§ Source text:
It's important to understand that what JJ considers a listening test and what the ABX/Hydogen Audio skeptics crowd considers a listening test are two very very different things.
Perhaps JJ can explain what he considers a listening test and how it's different from the Hydrogenaudio standpoint.I was somehow under the impression they were not that different.
Including positive and negative controls, lots of training for the test as well as familiarity with the equipment and music, and equiment validation are the biggies.Test evaluation might be an issue, too. Many tests, including some of the MPEG tests and 1116 make assumptions that the entire population reacts the same to impairments. While basic masking is universal, what people dislike when they can hear something is NOT universal.
Pio's post does make mention of relegating ABX testing as practice trials, so training is touched upon at least indirectly.I don't see that we should go out of our way to engage in some debate by proxy. Maybe those players who are members here can have the debate here. Those who are not members can certainly join so long as they do so in compliance with our rules, namely TOS12. Personally I'm not interested in advocating for yet another thread dedicated to trolling TOS8, however (somewhat related to those who aren't welcome back per TOS12).
With all due respect to Mr. J., while his criticism of many of our public mass listening tests is valid, we do not stick to that approach dogmatically. Our intent in those tests is to get ordinary-citizen feedback regarding codec quality. All of his criticisms can be addressed without violating TOS8 in any way, they just make tests harder to conduct. We're aiming to maximize the audience we get feedback from, not maximize the quality of the results. Furthermore, as an Internet-based community, some criticisms are nigh impossible to address, such as equipment validation.

§ Record set:
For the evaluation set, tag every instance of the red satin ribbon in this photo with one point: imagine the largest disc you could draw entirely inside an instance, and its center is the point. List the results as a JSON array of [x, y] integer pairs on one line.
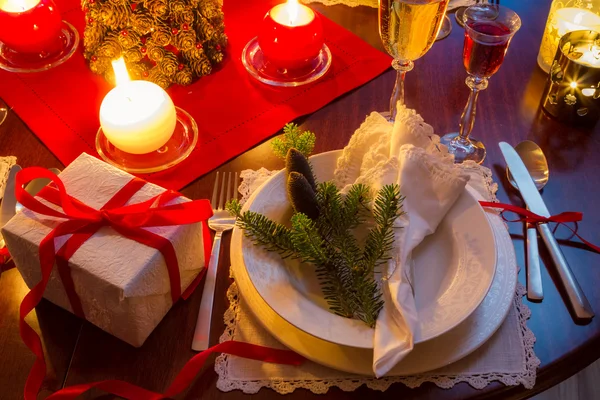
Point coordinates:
[[532, 218], [187, 373], [82, 221]]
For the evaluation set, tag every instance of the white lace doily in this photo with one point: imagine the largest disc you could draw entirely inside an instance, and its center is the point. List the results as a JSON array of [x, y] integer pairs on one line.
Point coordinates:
[[5, 164], [374, 3], [516, 362]]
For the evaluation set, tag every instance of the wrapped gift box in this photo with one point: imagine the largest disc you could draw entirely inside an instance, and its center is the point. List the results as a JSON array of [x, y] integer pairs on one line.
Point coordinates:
[[123, 285]]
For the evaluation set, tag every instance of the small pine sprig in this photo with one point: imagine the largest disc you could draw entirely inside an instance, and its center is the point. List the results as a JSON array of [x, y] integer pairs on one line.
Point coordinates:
[[334, 277], [293, 137], [387, 207], [262, 231]]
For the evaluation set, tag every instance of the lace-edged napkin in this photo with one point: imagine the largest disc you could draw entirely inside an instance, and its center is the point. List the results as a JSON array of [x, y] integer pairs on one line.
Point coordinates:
[[507, 357], [408, 155]]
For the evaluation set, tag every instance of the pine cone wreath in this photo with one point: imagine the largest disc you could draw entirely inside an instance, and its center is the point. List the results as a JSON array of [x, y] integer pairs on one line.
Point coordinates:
[[163, 41]]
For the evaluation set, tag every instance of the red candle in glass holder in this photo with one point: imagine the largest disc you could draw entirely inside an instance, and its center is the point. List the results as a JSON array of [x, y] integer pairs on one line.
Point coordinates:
[[291, 35], [30, 26]]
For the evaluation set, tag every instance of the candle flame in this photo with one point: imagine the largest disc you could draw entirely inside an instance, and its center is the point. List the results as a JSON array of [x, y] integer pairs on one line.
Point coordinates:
[[18, 5], [293, 8], [121, 74]]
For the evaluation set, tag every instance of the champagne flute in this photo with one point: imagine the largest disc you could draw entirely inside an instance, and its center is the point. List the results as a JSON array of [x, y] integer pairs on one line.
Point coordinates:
[[408, 29], [488, 32]]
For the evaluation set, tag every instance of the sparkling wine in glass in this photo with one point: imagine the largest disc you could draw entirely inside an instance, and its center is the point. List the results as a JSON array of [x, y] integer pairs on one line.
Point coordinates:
[[408, 29], [488, 32]]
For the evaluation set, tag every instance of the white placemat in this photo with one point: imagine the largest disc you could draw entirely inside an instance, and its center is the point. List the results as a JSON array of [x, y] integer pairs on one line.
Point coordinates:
[[508, 357]]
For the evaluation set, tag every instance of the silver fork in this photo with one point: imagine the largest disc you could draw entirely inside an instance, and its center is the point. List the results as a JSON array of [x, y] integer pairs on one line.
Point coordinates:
[[220, 222]]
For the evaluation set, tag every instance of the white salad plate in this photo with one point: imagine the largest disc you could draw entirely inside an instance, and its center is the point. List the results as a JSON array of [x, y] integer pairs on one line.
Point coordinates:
[[427, 356], [454, 269]]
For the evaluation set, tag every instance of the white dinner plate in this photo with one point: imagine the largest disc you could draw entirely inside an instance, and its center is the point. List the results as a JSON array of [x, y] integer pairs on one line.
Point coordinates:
[[454, 268], [439, 352]]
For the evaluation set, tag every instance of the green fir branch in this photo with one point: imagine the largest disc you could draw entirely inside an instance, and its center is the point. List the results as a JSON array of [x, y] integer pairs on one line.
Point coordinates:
[[262, 231], [294, 137]]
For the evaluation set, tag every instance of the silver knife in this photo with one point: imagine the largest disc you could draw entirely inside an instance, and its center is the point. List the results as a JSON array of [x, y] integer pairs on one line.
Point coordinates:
[[578, 301], [9, 201]]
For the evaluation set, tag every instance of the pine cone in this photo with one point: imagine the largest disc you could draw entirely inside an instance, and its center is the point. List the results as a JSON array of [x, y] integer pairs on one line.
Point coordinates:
[[161, 35], [99, 65], [177, 6], [156, 53], [110, 48], [185, 17], [302, 196], [133, 56], [142, 22], [93, 36], [129, 39], [210, 9], [185, 40], [115, 17], [183, 77], [169, 65], [158, 78], [205, 30], [137, 70], [295, 161], [201, 68], [158, 8], [216, 57], [196, 53]]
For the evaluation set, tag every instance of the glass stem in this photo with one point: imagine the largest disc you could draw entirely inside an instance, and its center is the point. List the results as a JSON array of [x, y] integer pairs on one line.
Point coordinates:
[[401, 67], [467, 119]]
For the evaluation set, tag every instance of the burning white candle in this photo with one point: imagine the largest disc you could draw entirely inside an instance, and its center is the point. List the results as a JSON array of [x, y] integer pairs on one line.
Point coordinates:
[[137, 117]]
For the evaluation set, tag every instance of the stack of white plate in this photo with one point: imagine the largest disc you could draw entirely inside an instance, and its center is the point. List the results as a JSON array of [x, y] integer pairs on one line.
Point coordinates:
[[465, 281]]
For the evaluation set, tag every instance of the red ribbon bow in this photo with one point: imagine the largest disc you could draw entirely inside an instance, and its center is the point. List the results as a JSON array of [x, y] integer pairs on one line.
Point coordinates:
[[533, 218], [82, 221]]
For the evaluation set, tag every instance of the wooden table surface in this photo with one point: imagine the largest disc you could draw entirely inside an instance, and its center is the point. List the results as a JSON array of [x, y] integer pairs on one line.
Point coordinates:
[[508, 110]]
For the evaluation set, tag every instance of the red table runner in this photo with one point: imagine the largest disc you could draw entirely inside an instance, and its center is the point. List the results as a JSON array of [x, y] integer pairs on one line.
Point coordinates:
[[233, 111]]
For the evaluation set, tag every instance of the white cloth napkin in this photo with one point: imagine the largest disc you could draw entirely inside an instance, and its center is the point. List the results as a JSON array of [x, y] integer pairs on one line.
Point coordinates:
[[407, 154]]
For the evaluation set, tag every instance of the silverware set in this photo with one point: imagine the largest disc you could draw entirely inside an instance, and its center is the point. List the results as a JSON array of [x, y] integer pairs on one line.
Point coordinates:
[[526, 184], [220, 222]]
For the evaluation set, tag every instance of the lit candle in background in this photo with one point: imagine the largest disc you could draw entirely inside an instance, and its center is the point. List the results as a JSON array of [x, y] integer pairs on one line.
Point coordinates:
[[291, 35], [561, 22], [137, 117], [30, 26]]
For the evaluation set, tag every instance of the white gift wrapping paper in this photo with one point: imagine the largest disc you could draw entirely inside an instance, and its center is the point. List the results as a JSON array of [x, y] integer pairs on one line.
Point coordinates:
[[123, 285]]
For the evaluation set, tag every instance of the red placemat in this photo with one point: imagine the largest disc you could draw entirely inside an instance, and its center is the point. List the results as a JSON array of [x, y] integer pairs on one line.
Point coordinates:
[[233, 111]]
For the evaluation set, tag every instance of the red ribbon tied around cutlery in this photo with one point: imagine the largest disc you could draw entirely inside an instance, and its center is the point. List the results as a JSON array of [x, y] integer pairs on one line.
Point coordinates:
[[533, 218], [82, 221]]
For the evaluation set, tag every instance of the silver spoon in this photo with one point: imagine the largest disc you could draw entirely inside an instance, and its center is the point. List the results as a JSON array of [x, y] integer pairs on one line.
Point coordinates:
[[537, 165]]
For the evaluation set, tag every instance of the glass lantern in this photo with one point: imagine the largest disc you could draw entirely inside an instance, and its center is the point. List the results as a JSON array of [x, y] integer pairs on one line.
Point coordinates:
[[567, 16]]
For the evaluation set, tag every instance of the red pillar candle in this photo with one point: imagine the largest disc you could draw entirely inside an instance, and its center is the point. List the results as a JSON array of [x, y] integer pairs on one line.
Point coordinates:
[[30, 26], [291, 35]]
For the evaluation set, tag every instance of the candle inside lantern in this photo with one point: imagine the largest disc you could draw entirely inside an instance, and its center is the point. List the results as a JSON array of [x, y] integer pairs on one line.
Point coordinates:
[[30, 26], [561, 22], [291, 35], [137, 117]]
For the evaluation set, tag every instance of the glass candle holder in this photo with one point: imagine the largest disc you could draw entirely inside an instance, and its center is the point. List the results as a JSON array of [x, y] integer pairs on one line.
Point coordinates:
[[290, 47], [566, 16], [572, 92], [33, 37]]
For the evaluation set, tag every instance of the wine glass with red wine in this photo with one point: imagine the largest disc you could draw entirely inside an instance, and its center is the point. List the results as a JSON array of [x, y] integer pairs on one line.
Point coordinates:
[[489, 29]]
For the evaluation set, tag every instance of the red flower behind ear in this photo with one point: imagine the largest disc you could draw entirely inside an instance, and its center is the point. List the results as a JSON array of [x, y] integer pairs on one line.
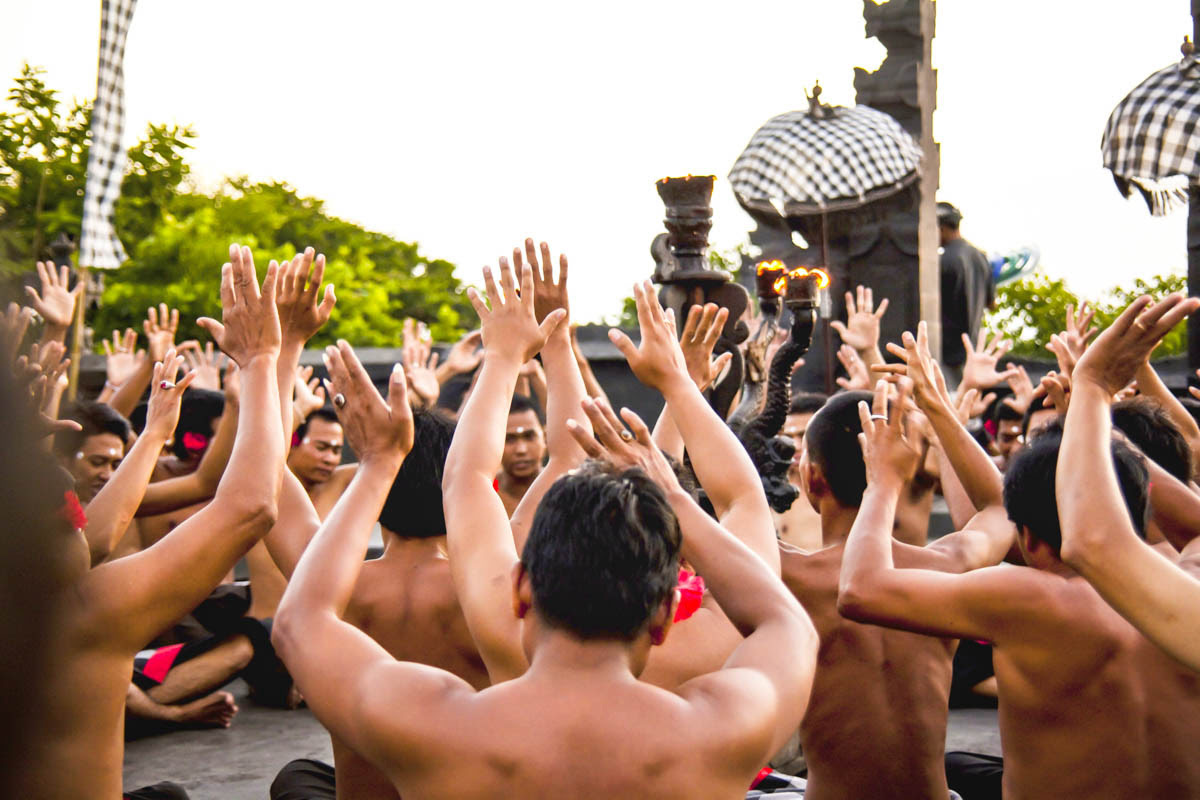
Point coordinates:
[[195, 443], [72, 511]]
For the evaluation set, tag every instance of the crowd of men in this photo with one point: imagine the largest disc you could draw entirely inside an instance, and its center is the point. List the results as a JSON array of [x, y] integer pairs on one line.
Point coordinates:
[[570, 602]]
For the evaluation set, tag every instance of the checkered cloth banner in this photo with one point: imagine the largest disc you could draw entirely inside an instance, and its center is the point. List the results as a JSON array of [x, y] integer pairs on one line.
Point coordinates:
[[798, 163], [99, 245], [1152, 139]]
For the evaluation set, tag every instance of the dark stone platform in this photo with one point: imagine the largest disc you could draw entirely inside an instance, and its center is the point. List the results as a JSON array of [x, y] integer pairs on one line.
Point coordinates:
[[240, 762]]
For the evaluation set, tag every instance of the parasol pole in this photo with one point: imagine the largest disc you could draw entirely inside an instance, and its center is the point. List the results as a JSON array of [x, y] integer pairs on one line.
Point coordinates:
[[1193, 235], [825, 319]]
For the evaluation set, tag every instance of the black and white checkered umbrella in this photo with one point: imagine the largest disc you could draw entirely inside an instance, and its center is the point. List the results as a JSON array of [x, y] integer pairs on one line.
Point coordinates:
[[1152, 139], [826, 158]]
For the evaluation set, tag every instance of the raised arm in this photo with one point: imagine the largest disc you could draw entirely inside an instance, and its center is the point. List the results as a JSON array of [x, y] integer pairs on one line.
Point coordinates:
[[160, 329], [564, 384], [202, 483], [721, 464], [335, 665], [1098, 539], [300, 318], [478, 534], [139, 595], [112, 510], [765, 686], [55, 304], [871, 589]]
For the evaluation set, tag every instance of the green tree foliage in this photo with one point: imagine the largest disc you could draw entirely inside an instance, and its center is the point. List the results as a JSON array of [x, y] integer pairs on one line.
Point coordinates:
[[1030, 311], [177, 236]]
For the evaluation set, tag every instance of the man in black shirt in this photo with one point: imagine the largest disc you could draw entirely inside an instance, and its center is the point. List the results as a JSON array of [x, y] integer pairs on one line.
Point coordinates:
[[967, 288]]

§ Task list:
a. In the forum thread on listening tests, what does the last post say the public mass listening tests aim to maximize?
b. Continue the forum thread on listening tests from the end of its last post.

§ Answers to the problems:
a. The audience they get feedback from, not the quality of the results.

b.
I think the criticisms were made in good faith without the intent of demeaning what we do. I fear that this thread will become divisive.
Lots of the personal listening tests are by people with considerable training. As for abx tests by me members the goal is determine if a given file or system is good enough for that individual. In this case training may not even be desirable let alone necessary. I think it comes down to what you want to measure and how you analyze the results.
Honestly, I think our procedure is fine, given what we're trying to achieve. We get statistically significant results. There's no need to change anything. We can run tests with altered procedure, should there be a desire, but what would the goal of such a test be?
Would it help if I put air-quotes around "guilty" and "charged"?
Quote from: krabapple on 23 November, 2012, 10:09:07 PMWould it help if I put air-quotes around "guilty" and "charged"?Not that it has anything to do with attracting TOS8 bashing, but you should suggest a new title that is compliant with TOS #6. The current one doesn't make the grade, with or without scary quotes.
Also, if we're talking about forum policy, this discussion belongs in site related discussion, not listening tests. Please read the subforum descriptions if you haven't already.
How does what I said have anything to do with TOS 8 bashing
I am frankly surprised at the apparent offense taken to what I said. I'm simply describing standard practice.
QuoteAlso, if we're talking about forum policy, this discussion belongs in site related discussion, not listening tests. Please read the subforum descriptions if you haven't already.Seems to me it's a it's a bit of both, and Listening Tests is the more specific of the two. But feel free to move it wherever you think it fits best.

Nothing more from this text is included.